Michael Holohan (born 27 March 1956) is an Irish composer.

Biography
Michael Holohan was born in Drumcondra, Dublin. He was educated at O'Connell's Schools, University College Dublin (BA, 1978) and Queen's University in Belfast. He studied composition with Jane O'Leary, Eric Sweeney and Seóirse Bodley. He also attended masterclasses by Messiaen, Iannis Xenakis, Pierre Boulez, Luciano Berio, and Helmut Lachenmann in France.

Holohan was chairman of the Association of Irish Composers (AIC), 1987–9, and was later appointed chairman of the Droichead Arts Centre in Drogheda, where he lives since the mid-1980s.

Holohan was elected to Aosdána, an Irish association of artists, in 1999. He is also a member and former Chair of the Toscaireacht 
of Aosdána.

Music
Holohan has composed for solo instrument, ensemble, orchestra, stage, choir and voice. He has also collaborated with a number of poets including Nobel prize-winners Seamus Heaney and Tomas Tranströmer, Ivan Lalic and Paul Durcan.

He has lived in Drogheda since 1983. His compositions have been performed and broadcast both at home and internationally. Career highlights in Drogheda include the performances of Cromwell at the "Drogheda 800" celebrations (RTECO, Lourdes Church, 1994); The Mass of Fire, Augustinian 700 anniversary (RTÉ TV live broadcast, 1995); No Sanctuary with Nobel Laureate and poet Seamus Heaney (Augustinian Church, 1997); Remembrance Sunday Service, at Drogheda Unification 600 (RTE TV live broadcast, St Peter's Church of Ireland) and two major concerts with The Boyne Valley Chamber Orchestra at Fleadh Cheoil na hÉireann in 2018 and 2019.

○ ○ ○ ○ ○

Actions to take:
a – In the profile of Michael Holohan, condense the paragraph beginning "He has lived in Drogheda since 1983" into a bulleted list that keeps its main facts.
b – Print everything in the profile of Michael Holohan from "He has lived" down to "2018 and 2019.".

○ ○ ○ ○ ○

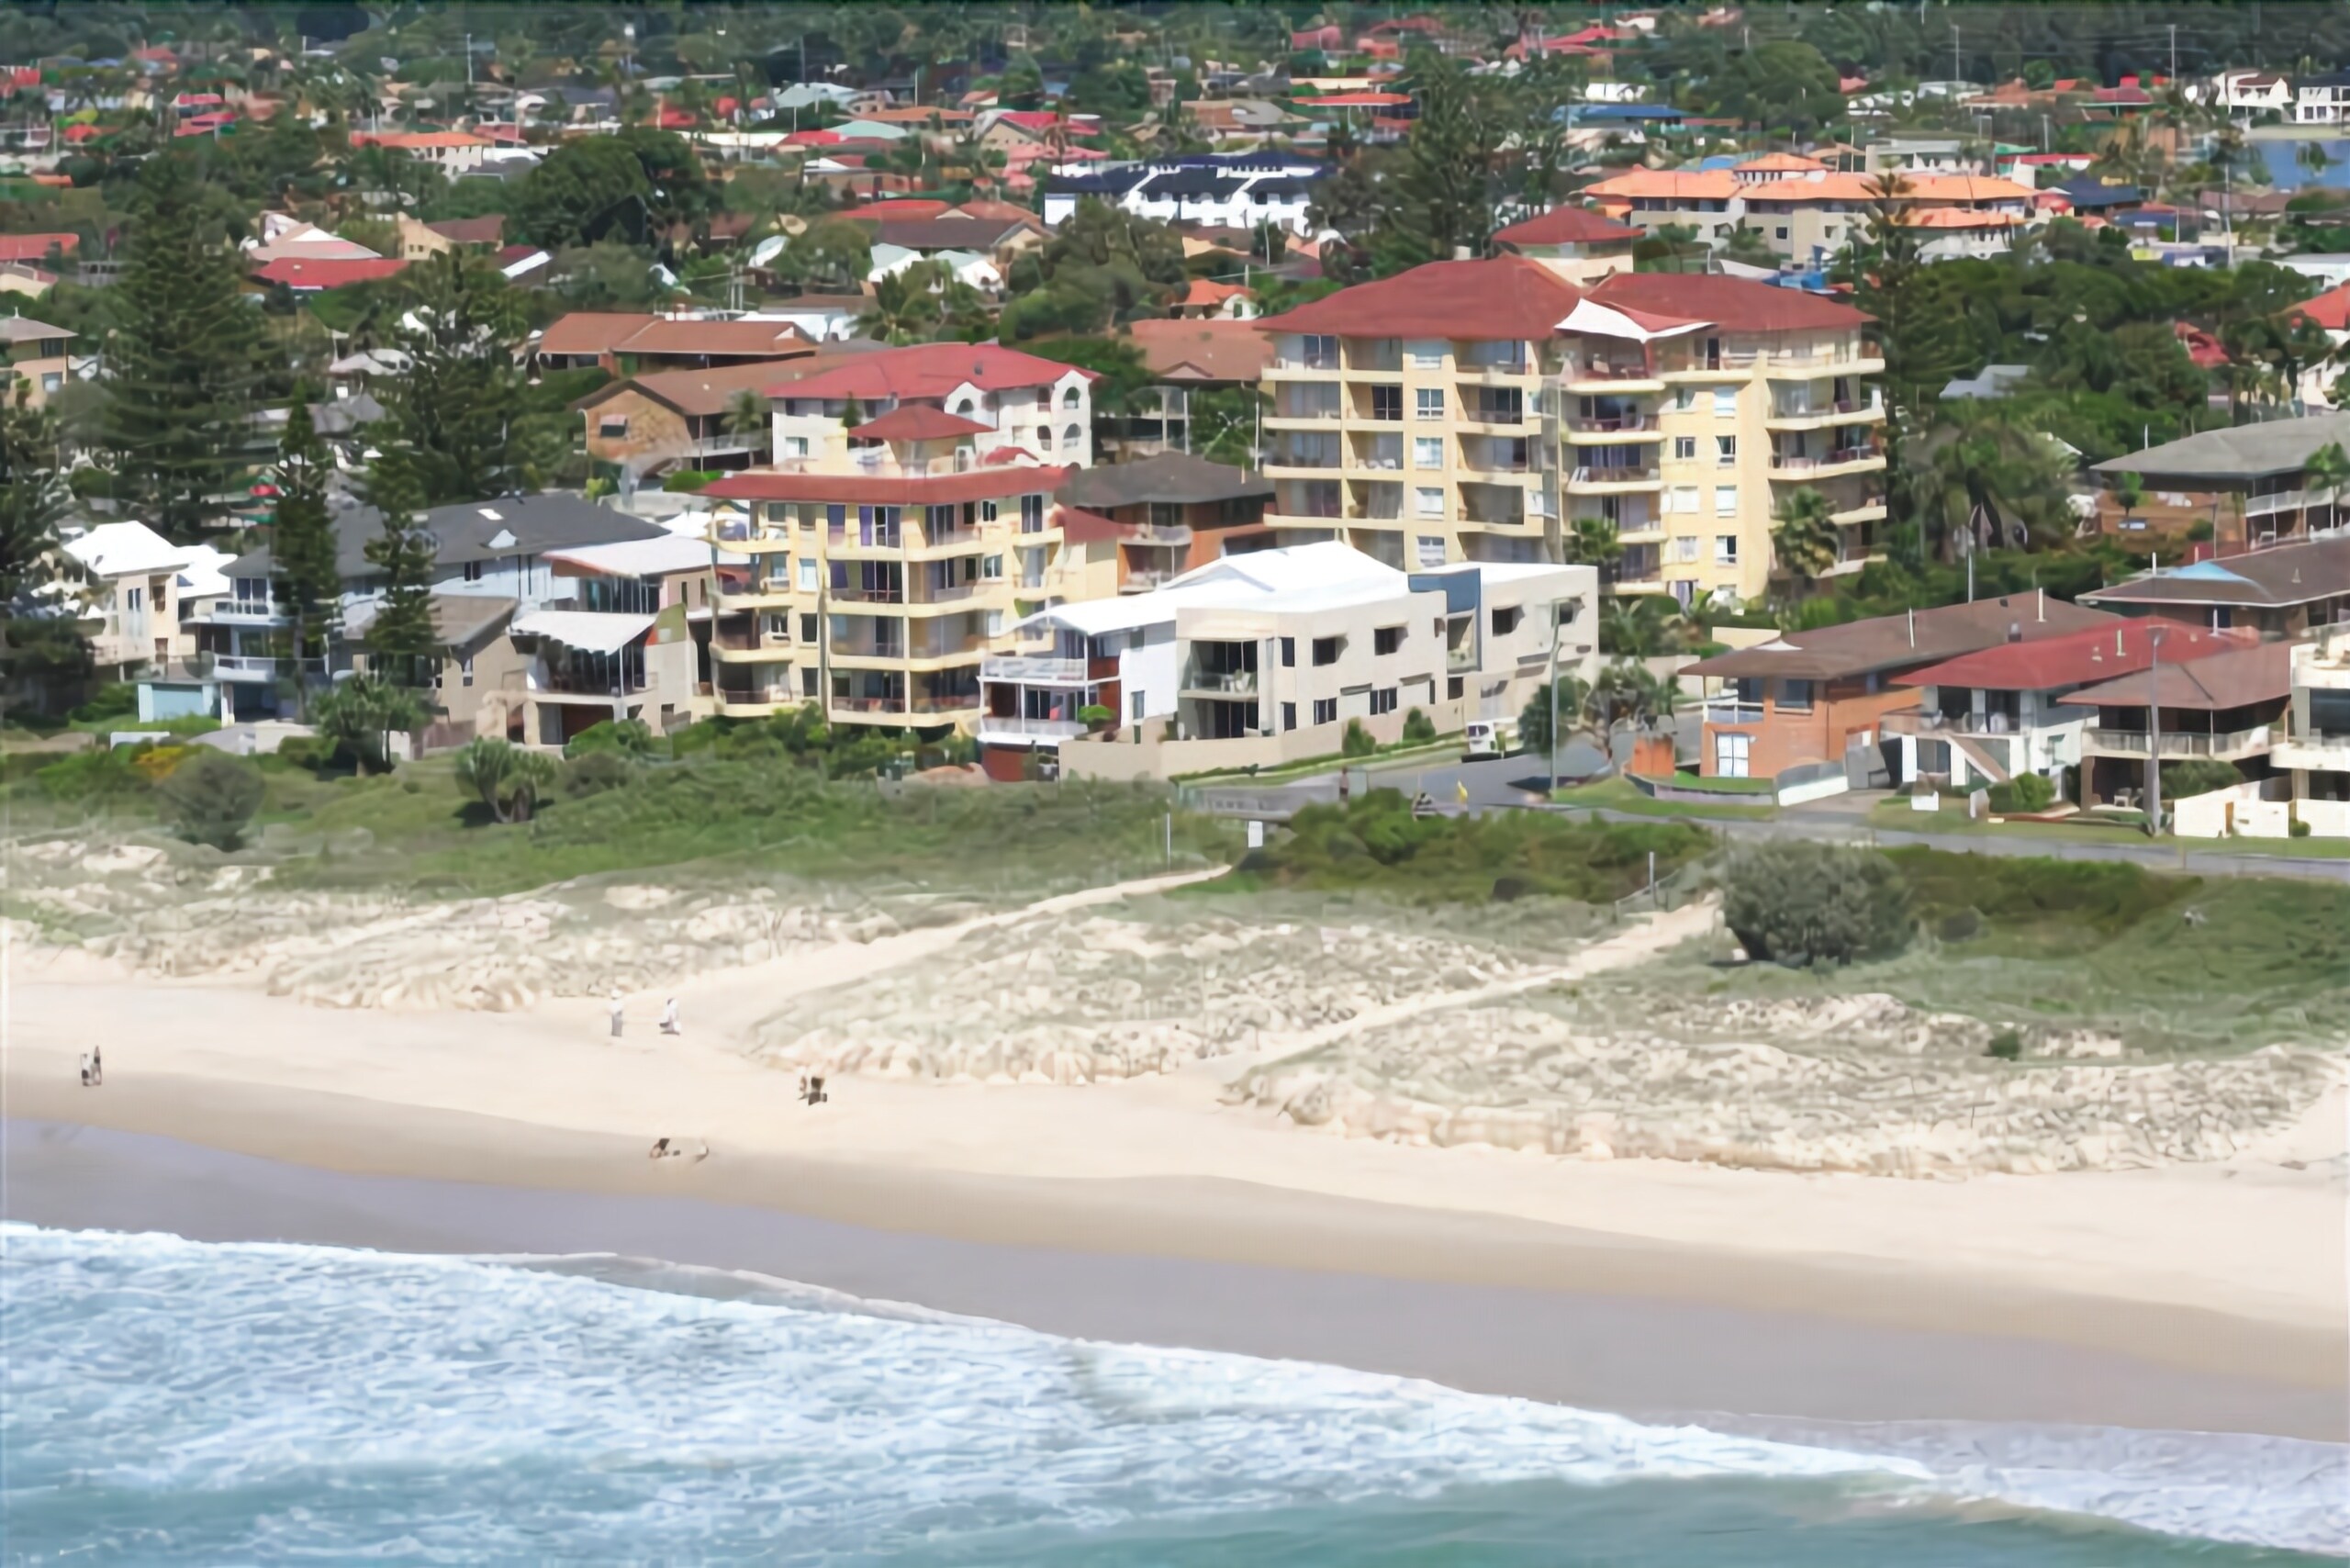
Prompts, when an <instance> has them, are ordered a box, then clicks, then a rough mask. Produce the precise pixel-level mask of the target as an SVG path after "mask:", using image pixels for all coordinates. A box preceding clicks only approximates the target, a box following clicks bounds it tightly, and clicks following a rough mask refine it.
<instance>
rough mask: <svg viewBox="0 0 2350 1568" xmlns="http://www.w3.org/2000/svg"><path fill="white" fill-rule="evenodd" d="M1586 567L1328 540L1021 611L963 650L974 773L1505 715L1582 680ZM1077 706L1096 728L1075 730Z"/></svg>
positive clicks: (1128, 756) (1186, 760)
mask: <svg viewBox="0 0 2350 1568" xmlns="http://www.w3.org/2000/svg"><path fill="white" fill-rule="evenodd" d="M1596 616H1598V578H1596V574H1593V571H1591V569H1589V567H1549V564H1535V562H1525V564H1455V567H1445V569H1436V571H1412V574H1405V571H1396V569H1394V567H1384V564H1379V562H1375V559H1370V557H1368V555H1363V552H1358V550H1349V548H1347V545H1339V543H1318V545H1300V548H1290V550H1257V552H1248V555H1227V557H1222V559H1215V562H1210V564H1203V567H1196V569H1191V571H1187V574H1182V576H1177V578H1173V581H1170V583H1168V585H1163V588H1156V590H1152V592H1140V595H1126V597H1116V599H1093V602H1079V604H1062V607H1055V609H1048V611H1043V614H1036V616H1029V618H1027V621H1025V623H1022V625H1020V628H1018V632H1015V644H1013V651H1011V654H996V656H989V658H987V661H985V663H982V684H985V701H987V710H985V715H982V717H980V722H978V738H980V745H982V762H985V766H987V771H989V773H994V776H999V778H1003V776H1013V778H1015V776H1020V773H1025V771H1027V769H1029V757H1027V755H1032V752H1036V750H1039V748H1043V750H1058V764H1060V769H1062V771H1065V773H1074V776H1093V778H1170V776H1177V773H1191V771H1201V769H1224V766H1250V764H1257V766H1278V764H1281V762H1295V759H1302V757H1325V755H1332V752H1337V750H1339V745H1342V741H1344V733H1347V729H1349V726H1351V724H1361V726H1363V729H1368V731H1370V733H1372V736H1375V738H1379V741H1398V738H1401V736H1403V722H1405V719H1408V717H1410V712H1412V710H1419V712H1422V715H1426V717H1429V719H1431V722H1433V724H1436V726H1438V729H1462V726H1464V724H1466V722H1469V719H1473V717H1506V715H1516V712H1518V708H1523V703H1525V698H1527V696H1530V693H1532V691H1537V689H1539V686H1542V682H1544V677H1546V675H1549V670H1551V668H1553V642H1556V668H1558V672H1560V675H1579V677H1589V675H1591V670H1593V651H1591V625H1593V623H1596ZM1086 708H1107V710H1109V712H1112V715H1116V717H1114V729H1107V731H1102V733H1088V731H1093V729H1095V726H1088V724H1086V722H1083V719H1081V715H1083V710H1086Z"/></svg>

○ ○ ○ ○ ○

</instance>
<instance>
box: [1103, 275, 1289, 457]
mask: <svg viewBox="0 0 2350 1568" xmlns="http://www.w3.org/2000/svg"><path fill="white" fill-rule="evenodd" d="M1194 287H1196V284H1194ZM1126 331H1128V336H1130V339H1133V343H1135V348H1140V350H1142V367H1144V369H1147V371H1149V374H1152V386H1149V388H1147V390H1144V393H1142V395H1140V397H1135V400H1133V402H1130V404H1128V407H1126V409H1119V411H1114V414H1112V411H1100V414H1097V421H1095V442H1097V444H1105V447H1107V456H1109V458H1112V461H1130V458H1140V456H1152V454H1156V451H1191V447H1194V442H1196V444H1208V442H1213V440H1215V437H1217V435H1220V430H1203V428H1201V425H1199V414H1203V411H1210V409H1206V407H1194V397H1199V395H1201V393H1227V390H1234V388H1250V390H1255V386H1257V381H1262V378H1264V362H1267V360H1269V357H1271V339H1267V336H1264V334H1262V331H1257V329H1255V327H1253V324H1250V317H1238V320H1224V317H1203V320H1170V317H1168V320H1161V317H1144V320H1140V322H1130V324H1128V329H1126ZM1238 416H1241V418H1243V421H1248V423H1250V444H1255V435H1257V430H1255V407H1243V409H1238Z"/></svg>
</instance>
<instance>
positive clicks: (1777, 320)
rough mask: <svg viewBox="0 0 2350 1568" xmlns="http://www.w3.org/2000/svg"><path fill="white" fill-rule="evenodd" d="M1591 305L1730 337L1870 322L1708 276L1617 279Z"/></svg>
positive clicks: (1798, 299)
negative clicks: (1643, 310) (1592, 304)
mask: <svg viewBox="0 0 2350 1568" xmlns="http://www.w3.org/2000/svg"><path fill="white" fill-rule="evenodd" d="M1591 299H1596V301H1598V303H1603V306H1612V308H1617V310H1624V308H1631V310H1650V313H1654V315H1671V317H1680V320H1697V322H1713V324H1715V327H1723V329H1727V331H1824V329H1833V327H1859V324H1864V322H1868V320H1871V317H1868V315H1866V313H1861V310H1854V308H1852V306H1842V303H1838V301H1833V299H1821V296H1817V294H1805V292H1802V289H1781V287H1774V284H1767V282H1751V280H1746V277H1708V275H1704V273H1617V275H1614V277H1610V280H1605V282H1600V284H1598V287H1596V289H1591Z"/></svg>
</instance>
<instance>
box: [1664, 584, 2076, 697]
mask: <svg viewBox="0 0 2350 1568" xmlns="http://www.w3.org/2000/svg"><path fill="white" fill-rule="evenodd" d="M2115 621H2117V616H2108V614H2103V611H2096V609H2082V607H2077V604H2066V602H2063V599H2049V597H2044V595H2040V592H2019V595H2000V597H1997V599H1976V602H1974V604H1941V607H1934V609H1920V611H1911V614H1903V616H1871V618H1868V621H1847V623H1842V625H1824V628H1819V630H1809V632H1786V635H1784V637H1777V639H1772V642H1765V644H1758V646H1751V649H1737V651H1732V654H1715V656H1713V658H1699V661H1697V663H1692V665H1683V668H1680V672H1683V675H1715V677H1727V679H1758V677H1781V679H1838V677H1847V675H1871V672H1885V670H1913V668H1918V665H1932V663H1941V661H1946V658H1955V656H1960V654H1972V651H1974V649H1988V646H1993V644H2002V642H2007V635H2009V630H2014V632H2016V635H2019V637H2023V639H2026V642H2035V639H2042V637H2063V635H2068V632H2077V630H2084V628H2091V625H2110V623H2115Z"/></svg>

○ ○ ○ ○ ○

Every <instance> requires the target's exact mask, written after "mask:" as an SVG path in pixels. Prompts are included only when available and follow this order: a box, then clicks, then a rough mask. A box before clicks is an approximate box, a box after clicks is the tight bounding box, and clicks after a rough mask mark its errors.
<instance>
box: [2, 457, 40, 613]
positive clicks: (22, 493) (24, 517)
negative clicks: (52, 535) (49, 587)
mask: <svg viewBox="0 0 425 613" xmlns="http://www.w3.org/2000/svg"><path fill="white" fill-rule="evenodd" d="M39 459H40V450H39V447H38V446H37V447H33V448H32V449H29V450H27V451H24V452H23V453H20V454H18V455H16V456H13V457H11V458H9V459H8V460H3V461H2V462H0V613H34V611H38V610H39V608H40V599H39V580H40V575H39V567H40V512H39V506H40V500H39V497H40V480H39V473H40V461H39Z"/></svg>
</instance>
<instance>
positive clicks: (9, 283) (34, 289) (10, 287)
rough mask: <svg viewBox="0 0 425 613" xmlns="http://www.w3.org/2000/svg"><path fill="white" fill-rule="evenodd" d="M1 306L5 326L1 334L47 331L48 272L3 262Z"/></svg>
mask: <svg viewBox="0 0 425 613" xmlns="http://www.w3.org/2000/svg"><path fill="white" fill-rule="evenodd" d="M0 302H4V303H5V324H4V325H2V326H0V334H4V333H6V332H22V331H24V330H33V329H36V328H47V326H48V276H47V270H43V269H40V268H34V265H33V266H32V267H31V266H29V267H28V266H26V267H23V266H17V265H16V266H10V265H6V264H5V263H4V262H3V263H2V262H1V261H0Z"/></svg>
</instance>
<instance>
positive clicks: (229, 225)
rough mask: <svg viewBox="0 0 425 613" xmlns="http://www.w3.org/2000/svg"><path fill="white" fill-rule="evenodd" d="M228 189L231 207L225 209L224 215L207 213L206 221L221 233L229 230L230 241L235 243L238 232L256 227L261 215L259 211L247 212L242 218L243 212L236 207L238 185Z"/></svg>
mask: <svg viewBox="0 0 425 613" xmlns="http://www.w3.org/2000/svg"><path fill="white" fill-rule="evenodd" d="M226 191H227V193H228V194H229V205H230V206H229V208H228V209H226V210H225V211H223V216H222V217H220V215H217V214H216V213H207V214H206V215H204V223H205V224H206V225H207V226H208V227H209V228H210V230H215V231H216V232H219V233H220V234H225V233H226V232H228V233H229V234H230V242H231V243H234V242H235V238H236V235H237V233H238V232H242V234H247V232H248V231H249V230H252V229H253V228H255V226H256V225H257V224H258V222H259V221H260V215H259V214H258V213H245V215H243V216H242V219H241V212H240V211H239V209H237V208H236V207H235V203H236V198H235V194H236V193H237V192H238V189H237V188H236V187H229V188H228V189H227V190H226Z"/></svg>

○ ○ ○ ○ ○

List of solutions:
a –
- Holohan has lived in Drogheda since 1983.
- His compositions have been performed and broadcast at home and internationally.
- His career highlights in Drogheda include:
  - Cromwell at the "Drogheda 800" celebrations (RTECO, Lourdes Church, 1994)
  - The Mass of Fire for the Augustinian 700 anniversary (live RTÉ TV broadcast, 1995)
  - No Sanctuary with Nobel Laureate and poet Seamus Heaney (Augustinian Church, 1997)
  - Remembrance Sunday Service at Drogheda Unification 600 (live RTE TV broadcast, St Peter's Church of Ireland)
  - Two major concerts with The Boyne Valley Chamber Orchestra at Fleadh Cheoil na hÉireann in 2018 and 2019

b –
He has lived in Drogheda since 1983. His compositions have been performed and broadcast both at home and internationally. Career highlights in Drogheda include the performances of Cromwell at the "Drogheda 800" celebrations (RTECO, Lourdes Church, 1994); The Mass of Fire, Augustinian 700 anniversary (RTÉ TV live broadcast, 1995); No Sanctuary with Nobel Laureate and poet Seamus Heaney (Augustinian Church, 1997); Remembrance Sunday Service, at Drogheda Unification 600 (RTE TV live broadcast, St Peter's Church of Ireland) and two major concerts with The Boyne Valley Chamber Orchestra at Fleadh Cheoil na hÉireann in 2018 and 2019.